> [Instructions to follow]: In the account of the collapsed beer shelf, what style of beer was being brewed when the shelf fell?

> [Passage for review]:

While I was brewing yesterday I decided to fill in the dead time cleaning bottles and dumping beer that had passed its stale date. I had just taken a couple of outdated bombers off the shelf and was walking away when I heard the most horrible crash! The shelf I had taken the beers from had collapsed into the next shelf down, several bottles were shattered on the floor, glass everywhere. And my beer wasn't finished!

Fortunately the shop vac sucked up most of the beer and the smaller bits of shattered glass. Everything cleaned up, I could see that the shelf brackets had failed (the little plastic ones stuck into the holes of factory-made furniture). I'll replace them with metallic ones and reshelf the beers that survived. The beer I was brewing, a Helles, is in the fridge, the mess mostly cleaned up and all is well.

Just have to fix the shelves.

> [Provided material]:
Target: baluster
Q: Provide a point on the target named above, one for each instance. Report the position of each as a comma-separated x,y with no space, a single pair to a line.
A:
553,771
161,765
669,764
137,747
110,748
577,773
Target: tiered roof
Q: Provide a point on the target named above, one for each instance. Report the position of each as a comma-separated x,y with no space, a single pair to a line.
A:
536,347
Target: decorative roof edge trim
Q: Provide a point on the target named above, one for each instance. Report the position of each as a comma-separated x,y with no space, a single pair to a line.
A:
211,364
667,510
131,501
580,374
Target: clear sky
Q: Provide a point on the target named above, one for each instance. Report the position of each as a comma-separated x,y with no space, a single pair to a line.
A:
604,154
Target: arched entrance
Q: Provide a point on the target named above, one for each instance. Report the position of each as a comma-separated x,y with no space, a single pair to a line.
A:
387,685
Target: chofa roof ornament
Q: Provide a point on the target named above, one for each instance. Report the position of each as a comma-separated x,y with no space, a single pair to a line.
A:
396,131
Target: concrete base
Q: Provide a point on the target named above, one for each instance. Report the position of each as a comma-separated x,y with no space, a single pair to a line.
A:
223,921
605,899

> [Answer space]: A Helles.